■ **Exercise requirements**:
1 > Can you sum up the Moreh announcement in two sentences?
2 > Could you quote the Moreh announcement between "Moreh also improved" and "in San Francisco.", inclusive?
3 > Would you extend the Moreh announcement from where it stops?

■ **Exercise passage**:
<<<<
Reduces HBM Costs with GPU–Tenstorrent Heterogeneous Distributed Serving
First unveiled at Tenstorrent’s launch event, TT-Deploy, in San Francisco on May 1
SANTA CLARA, Calif., May 2, 2026 /PRNewswire/ — Moreh, an AI infrastructure software company, led by CEO Gangwon Jo, announced that it has successfully validated LLM inference performance on the Tenstorrent Galaxy Wormhole system using its proprietary ‘MoAI Inference Framework.’
Based on tests across leading Mixture-of-Experts (MoE) models—including GPT-OSS, Qwen, GLM, and DeepSeek—Moreh achieved LLM inference performance on Tenstorrent Galaxy Wormhole matching or surpassing NVIDIA DGX A100-class systems, demonstrating a compelling alternative to conventional GPU-centric AI infrastructure.
Moreh also improved cost efficiency by implementing a disaggregated serving architecture that combines GPUs with Tenstorrent Wormhole chips. By utilizing Tenstorrent processors as dedicated prefill accelerators, the company reduced reliance on high-cost HBM and lowered overall infrastructure costs.
The results were first unveiled at Tenstorrent’s launch event, TT-Deploy, held on May 1 in San Francisco.
>>>>
■ **Data under study**:
<<<<
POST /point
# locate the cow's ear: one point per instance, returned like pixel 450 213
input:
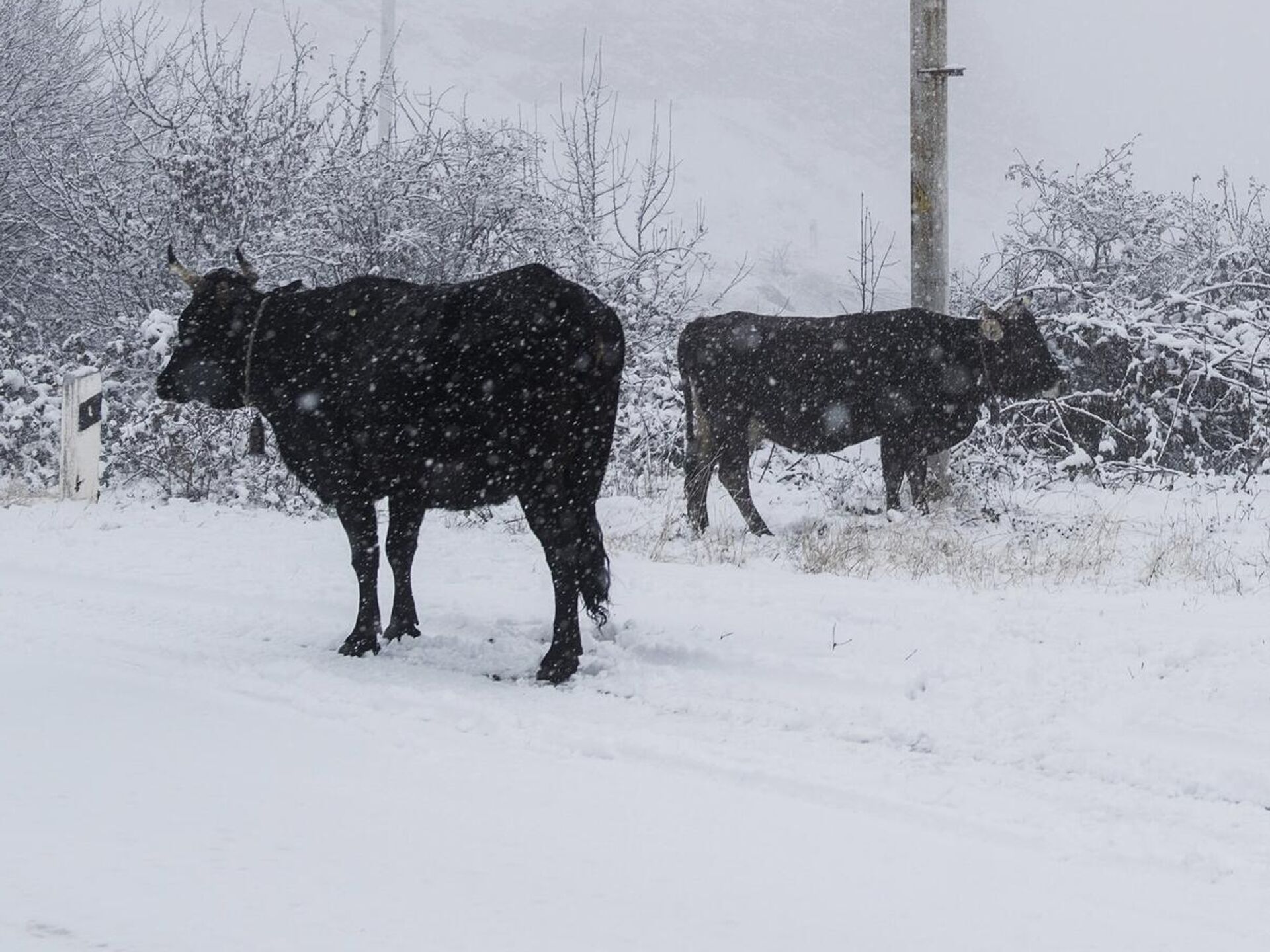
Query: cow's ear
pixel 991 327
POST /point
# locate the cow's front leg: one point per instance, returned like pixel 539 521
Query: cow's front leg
pixel 562 531
pixel 734 475
pixel 364 542
pixel 894 459
pixel 917 484
pixel 405 514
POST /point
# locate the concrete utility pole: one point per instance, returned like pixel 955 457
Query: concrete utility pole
pixel 388 92
pixel 929 139
pixel 81 434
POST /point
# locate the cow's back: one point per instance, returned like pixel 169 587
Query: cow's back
pixel 462 389
pixel 820 383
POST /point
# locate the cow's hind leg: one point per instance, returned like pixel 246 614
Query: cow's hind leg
pixel 563 532
pixel 359 522
pixel 917 484
pixel 734 475
pixel 698 465
pixel 698 460
pixel 405 514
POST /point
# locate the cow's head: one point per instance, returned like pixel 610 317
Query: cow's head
pixel 1015 356
pixel 208 361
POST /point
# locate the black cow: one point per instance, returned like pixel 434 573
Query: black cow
pixel 444 395
pixel 816 385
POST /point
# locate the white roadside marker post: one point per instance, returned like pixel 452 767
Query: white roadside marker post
pixel 81 434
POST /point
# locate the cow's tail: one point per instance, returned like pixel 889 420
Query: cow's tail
pixel 593 571
pixel 686 376
pixel 592 560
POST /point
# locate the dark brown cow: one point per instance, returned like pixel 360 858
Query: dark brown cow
pixel 816 385
pixel 443 395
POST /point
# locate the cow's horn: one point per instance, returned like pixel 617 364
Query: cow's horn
pixel 992 328
pixel 181 270
pixel 248 270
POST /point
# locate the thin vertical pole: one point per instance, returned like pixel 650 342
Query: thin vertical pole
pixel 929 135
pixel 929 146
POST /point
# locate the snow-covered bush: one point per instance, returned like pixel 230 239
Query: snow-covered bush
pixel 1159 310
pixel 175 141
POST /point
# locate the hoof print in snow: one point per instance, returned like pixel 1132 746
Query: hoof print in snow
pixel 396 633
pixel 558 670
pixel 359 648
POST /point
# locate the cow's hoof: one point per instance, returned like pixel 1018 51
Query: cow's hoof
pixel 559 669
pixel 396 633
pixel 357 645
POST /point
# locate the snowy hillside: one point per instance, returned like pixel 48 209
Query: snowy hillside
pixel 785 112
pixel 759 758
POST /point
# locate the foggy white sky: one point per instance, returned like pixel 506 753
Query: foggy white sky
pixel 788 110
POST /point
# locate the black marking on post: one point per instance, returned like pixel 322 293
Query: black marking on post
pixel 91 412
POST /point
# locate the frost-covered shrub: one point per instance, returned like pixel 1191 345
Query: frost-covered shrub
pixel 1159 310
pixel 175 141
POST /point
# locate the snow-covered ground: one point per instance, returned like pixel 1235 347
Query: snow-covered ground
pixel 1052 731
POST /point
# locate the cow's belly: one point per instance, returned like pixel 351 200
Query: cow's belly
pixel 814 429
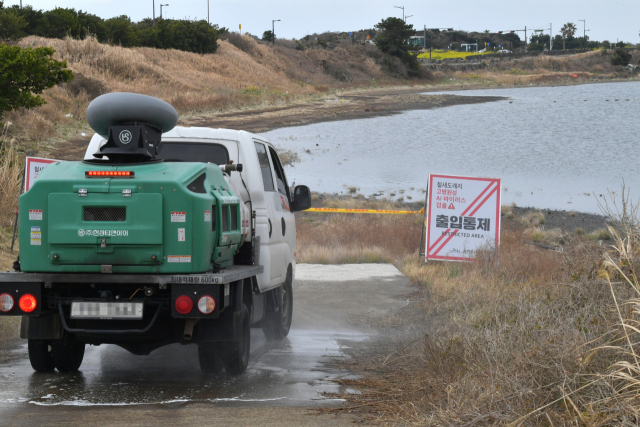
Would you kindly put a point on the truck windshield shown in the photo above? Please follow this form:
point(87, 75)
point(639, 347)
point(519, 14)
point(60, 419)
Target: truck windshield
point(194, 152)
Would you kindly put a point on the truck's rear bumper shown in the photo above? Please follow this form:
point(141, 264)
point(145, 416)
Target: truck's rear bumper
point(227, 275)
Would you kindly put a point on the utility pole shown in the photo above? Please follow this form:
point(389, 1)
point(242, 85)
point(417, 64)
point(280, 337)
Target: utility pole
point(424, 41)
point(273, 30)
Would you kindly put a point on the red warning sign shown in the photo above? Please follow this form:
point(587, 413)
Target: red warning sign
point(463, 215)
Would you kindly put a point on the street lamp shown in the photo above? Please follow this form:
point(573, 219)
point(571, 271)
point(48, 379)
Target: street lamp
point(161, 9)
point(584, 31)
point(273, 30)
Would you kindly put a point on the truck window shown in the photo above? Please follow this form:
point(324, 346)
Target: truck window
point(194, 152)
point(265, 167)
point(281, 179)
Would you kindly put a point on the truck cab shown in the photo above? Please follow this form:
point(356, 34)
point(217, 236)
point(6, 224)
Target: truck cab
point(262, 185)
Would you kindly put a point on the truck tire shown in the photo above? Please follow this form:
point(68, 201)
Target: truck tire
point(278, 323)
point(210, 356)
point(40, 355)
point(67, 354)
point(236, 353)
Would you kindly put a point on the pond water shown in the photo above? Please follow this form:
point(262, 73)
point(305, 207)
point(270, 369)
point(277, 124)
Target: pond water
>>>>
■ **Per-task outputs**:
1 > Moreh, an AI infrastructure software company, announced that its MoAI Inference Framework achieved LLM inference performance on the Tenstorrent Galaxy Wormhole system that matched or surpassed NVIDIA DGX A100-class systems in tests across leading Mixture-of-Experts models. It also lowered infrastructure costs with a disaggregated serving architecture that uses Tenstorrent Wormhole chips alongside GPUs as dedicated prefill accelerators, reducing reliance on high-cost HBM, and the results were first unveiled at Tenstorrent's TT-Deploy event in San Francisco on May 1.

2 >
Moreh also improved cost efficiency by implementing a disaggregated serving architecture that combines GPUs with Tenstorrent Wormhole chips. By utilizing Tenstorrent processors as dedicated prefill accelerators, the company reduced reliance on high-cost HBM and lowered overall infrastructure costs.
The results were first unveiled at Tenstorrent’s launch event, TT-Deploy, held on May 1 in San Francisco.

3 >
As a strategic partner of Tenstorrent and a major external contributor to Metalium, Moreh showcased a live LLM inference demo at the event. Building on its experience operating AMD GPU-based production environments in real-world data centers, the company presented its latest technical achievements in ‘Production-Ready LLM Inference on Tenstorrent Galaxy.’
MoAI Inference Framework is a disaggregated inference solution that enables unified operation of heterogeneous GPUs and NPUs—including NVIDIA, AMD, and Tenstorrent—within a single cluster. This allows enterprises to build flexible AI infrastructure strategies without vendor lock-in.
Moreh CEO Gangwon Jo stated, “Achieving production-grade LLM inference performance and stability on Tenstorrent-based systems marks a significant milestone,” and added, “We will continue to enhance performance through deeper optimization across heterogeneous architectures and closer integration with Tenstorrent NPUs.”
Moreh is developing its own core AI infrastructure engine and, through its foundation LLM subsidiary Motif Technologies, is building end-to-end capabilities spanning both infrastructure and model domains. Simultaneously, the company is making its mark in the global market through collaborations with key partners such as AMD, Tenstorrent, and SGLang.